▸ **WHAT THE TASK REQUIRES**:
What follows is a listing to be repeated in full and without alteration.

▸ **DATA SHOWN**:
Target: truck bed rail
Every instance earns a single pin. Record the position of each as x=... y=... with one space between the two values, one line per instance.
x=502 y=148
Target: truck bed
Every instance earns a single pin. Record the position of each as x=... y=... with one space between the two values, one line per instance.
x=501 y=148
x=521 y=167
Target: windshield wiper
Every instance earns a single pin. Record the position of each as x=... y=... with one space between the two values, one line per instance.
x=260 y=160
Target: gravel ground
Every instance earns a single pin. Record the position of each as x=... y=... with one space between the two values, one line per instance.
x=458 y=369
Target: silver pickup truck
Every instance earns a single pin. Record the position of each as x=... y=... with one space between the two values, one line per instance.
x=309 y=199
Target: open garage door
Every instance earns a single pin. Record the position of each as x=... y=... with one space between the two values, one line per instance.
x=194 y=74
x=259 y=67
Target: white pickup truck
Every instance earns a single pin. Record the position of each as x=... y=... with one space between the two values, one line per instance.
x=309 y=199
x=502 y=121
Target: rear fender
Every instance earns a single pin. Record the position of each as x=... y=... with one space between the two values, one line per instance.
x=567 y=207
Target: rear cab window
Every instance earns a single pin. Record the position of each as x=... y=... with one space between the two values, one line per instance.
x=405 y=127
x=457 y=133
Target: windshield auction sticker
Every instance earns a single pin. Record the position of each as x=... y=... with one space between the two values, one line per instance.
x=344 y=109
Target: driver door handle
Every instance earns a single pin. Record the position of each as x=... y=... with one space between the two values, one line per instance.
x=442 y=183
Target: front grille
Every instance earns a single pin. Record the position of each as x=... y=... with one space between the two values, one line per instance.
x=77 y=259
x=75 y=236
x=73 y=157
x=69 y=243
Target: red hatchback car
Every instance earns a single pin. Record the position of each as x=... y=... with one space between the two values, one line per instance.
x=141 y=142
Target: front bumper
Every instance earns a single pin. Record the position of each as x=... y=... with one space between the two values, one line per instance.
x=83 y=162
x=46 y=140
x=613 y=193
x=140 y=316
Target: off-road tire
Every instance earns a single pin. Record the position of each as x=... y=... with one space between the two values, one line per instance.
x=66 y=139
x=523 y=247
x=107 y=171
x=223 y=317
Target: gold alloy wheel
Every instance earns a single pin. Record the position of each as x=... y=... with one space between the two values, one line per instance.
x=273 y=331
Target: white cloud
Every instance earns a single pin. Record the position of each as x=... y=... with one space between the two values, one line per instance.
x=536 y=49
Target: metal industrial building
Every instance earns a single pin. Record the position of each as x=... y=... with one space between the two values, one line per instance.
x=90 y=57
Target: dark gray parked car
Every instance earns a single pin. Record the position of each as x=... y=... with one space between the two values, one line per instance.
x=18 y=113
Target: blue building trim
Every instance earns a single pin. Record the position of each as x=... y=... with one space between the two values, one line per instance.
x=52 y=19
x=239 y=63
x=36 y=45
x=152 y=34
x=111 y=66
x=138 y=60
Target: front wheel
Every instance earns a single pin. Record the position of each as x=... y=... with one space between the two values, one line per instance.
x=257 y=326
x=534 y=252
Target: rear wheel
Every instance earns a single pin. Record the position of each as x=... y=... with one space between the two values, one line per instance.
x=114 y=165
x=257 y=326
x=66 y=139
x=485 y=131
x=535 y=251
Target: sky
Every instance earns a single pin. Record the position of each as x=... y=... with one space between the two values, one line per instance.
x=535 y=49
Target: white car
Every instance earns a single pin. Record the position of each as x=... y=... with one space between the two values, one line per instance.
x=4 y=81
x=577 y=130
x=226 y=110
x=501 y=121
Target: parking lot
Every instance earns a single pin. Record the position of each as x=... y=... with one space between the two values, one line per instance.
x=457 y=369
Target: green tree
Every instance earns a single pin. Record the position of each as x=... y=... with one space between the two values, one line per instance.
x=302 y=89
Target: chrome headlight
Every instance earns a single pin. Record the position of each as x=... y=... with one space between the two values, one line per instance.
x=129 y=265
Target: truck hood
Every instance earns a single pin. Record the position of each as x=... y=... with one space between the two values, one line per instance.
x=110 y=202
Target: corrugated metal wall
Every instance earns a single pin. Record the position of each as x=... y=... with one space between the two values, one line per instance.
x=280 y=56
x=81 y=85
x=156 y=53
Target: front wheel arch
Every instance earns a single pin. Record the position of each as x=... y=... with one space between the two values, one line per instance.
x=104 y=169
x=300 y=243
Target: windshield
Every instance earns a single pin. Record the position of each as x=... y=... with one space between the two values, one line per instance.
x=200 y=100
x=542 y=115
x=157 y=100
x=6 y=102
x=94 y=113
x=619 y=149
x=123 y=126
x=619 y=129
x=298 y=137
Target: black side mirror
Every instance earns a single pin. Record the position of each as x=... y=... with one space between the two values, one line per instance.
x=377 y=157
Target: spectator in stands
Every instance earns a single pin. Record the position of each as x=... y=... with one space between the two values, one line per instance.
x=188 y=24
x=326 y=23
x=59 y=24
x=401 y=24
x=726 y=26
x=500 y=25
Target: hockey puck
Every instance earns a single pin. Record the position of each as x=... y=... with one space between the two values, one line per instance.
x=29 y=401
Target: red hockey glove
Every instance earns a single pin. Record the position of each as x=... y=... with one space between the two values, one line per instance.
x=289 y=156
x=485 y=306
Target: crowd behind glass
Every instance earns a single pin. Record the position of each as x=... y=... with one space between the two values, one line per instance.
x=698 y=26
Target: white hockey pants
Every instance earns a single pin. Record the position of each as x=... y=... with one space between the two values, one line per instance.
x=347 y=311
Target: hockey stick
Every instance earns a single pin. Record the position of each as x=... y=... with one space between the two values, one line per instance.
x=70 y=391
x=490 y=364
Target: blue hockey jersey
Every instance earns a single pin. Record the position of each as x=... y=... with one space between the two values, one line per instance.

▸ **TASK OUTPUT**:
Target: truck bed rail
Every instance earns a single pin. Record the position of each as x=... y=... with one space between the two values, one line per instance.
x=502 y=148
Target: truck bed
Every instance earns a single pin. Record the position of each as x=... y=... with one space between the two values, one line per instance.
x=501 y=148
x=521 y=167
Target: windshield wiper
Every instance earns a single pin. Record the position of each as x=... y=... with one space between the two values, one line per instance.
x=260 y=160
Target: gravel ground
Every instance earns a single pin. Record the position of each as x=... y=... with one space between the two values, one line per instance.
x=458 y=369
Target: silver pickup truck
Every instance earns a single pin. Record the position of each as x=... y=... with one space between the two values, one line per instance.
x=309 y=199
Target: open garage door
Every instance earns a single pin. Record the position of each as x=... y=... with one space between the two values, one line per instance.
x=194 y=74
x=259 y=67
Target: white pickup truck
Every instance earns a single pin. Record the position of each as x=... y=... with one space between the two values, one line per instance.
x=309 y=199
x=502 y=121
Target: rear fender
Every instance earns a single pin. Record the position of each as x=... y=... with one space between the two values, one line per instance.
x=567 y=207
Target: rear cab window
Every instance earns a single pin. Record the position of each as x=... y=... with one space between the two values, one line per instance.
x=405 y=127
x=457 y=133
Target: windshield auction sticker
Every instance earns a single pin. Record the position of each as x=... y=... with one space between the two values, one line per instance.
x=344 y=109
Target: driver door handle
Every instance earns a single pin. Record the position of each as x=... y=... with one space between the two values, one line per instance.
x=442 y=183
Target: front grille
Every instance earns a single pin. Record the position of each as x=... y=... with one space between the two values, one line per instance.
x=77 y=259
x=75 y=236
x=73 y=157
x=69 y=243
Target: red hatchback car
Every instance earns a single pin. Record the position of each as x=... y=... with one space between the two values, one line per instance.
x=141 y=142
Target: front bumper
Every instance earns a single pin. Record the position of each as x=... y=... with one space between the two values, one line per instance.
x=83 y=162
x=46 y=140
x=613 y=193
x=140 y=316
Target: off-road tire
Every instance earns a single pin. Record the position of each as x=... y=... with one space between the two values, one line per instance.
x=66 y=139
x=523 y=247
x=107 y=171
x=223 y=317
Target: gold alloy wheel
Every instance earns a single pin. Record the position of each as x=... y=... with one space between the two values, one line per instance.
x=273 y=331
Target: white cloud
Every instance earns a single pin. Record the position of each as x=... y=... with one space between the two values, one line per instance.
x=536 y=49
Target: metal industrial building
Every instance earns a single pin. Record the position of each as x=... y=... with one space between the two values, one line per instance.
x=90 y=57
Target: dark gray parked car
Every instance earns a single pin. Record the position of each as x=... y=... with one space between the two values, one line per instance.
x=18 y=113
Target: blue building trim
Every instance earns a single pin. Record the position of each as x=... y=... with one space between the two values, one line per instance.
x=52 y=19
x=239 y=63
x=36 y=45
x=152 y=34
x=111 y=66
x=138 y=60
Target: front wheel
Every instance earns a single pin. Record the position of each as x=... y=... with one space between the two values, one line per instance.
x=257 y=326
x=534 y=252
Target: rear wheel
Every instance earns a single pin. Record the position of each as x=... y=... with one space between the two values, one line per instance.
x=114 y=165
x=257 y=326
x=66 y=139
x=485 y=131
x=535 y=251
Target: sky
Every instance earns a single pin. Record the position of each as x=... y=... with one space between the two values, one line per instance.
x=535 y=49
Target: white car
Every instance earns a single pin. Record the position of each as x=... y=... with one space between the two values, one line per instance.
x=4 y=81
x=577 y=130
x=226 y=110
x=501 y=121
Target: parking lot
Every instance earns a single pin. Record the position of each as x=... y=... with one space between the two values, one line per instance.
x=457 y=369
Target: green tree
Every instance earns a single pin. Record the position of each as x=... y=... with one space between the two values, one line per instance.
x=302 y=89
Target: chrome headlight
Every instance earns a single pin. Record the position of each as x=... y=... with one space between the two values, one line per instance.
x=129 y=265
Target: truck hood
Every instance earns a single pin. Record the position of each as x=... y=... with one space between the two values, one line per instance.
x=110 y=202
Target: corrugated metal wall
Every instance earns a single pin. Record the position of each as x=... y=... with one space between the two values, one line per instance.
x=280 y=56
x=81 y=85
x=156 y=53
Target: front wheel arch
Every instance earns a single pin. Record the position of each as x=... y=... with one space between the two values, one line per instance.
x=104 y=169
x=300 y=243
Target: windshield
Every instance earns a single pin. Record the position of each as x=... y=... with one space between the two values, one line per instance.
x=200 y=100
x=542 y=115
x=157 y=100
x=6 y=102
x=94 y=113
x=619 y=149
x=123 y=126
x=619 y=129
x=298 y=137
Target: black side mirror
Every instance earns a single pin. Record the position of each as x=... y=... with one space between the two values, one line per instance.
x=377 y=157
Target: spectator in stands
Every instance earns a single pin. Record the position of each as x=... y=... with one space between the two values, one line per instance.
x=188 y=24
x=326 y=23
x=59 y=24
x=401 y=24
x=726 y=26
x=500 y=25
Target: hockey puck
Every instance earns a single pin. Record the position of each as x=... y=... with one space between the two values, one line per instance.
x=29 y=401
Target: red hockey glove
Every instance earns a single pin. Record the position of each as x=... y=... with one space between the two values, one line per instance.
x=289 y=156
x=485 y=306
Target: crowd behind glass
Every instance earns a single pin. Record the position of each as x=... y=... with one space between the two values, one line per instance.
x=698 y=26
Target: white hockey pants
Every instance earns a single pin. Record the position of each as x=... y=... with one space between the two values, one line per instance.
x=347 y=311
Target: hockey stick
Every instance earns a single pin. Record the position of each as x=... y=... with one space between the two values, one line per instance.
x=70 y=391
x=490 y=364
Target: blue hockey jersey
Every instance earns a single pin. Record the position of each as x=... y=... with one space between the two values, one line per instance.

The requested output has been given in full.